__EXERCISE INSTRUCTIONS__.
Say how many lines in the entries contain "every", giving only the number.
╭─ EXCERPTED RECORDS
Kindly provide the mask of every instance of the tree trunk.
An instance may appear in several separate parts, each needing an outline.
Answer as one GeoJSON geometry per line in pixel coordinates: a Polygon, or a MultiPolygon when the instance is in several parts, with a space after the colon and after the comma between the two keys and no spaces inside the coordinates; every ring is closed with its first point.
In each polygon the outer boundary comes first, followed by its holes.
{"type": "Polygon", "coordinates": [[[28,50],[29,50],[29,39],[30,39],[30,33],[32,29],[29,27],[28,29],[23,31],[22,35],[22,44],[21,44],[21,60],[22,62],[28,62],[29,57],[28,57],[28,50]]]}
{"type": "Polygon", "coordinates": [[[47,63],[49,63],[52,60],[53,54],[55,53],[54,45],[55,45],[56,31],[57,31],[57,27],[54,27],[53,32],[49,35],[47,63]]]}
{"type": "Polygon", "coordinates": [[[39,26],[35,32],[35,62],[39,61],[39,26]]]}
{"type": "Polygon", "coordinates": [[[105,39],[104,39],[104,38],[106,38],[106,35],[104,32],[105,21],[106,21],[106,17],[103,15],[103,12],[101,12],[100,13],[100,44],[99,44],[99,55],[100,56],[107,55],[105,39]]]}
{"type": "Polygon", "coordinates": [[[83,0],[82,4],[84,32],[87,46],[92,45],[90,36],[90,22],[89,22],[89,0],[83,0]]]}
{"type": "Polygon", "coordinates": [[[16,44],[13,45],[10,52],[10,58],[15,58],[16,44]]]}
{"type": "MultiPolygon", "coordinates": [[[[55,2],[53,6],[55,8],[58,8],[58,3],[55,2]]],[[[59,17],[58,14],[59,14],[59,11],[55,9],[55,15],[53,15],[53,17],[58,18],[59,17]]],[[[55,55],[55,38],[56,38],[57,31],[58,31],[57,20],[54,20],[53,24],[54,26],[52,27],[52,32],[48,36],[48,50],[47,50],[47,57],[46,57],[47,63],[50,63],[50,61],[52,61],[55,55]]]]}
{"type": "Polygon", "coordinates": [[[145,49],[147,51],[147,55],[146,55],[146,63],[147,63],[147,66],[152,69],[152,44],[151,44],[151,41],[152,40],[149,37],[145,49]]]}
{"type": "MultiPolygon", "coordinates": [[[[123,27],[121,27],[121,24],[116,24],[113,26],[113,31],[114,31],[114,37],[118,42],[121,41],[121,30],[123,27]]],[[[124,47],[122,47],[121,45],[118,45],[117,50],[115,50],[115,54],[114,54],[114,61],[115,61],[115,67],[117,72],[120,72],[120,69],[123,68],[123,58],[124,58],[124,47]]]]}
╰─
__EXERCISE ANSWER__.
2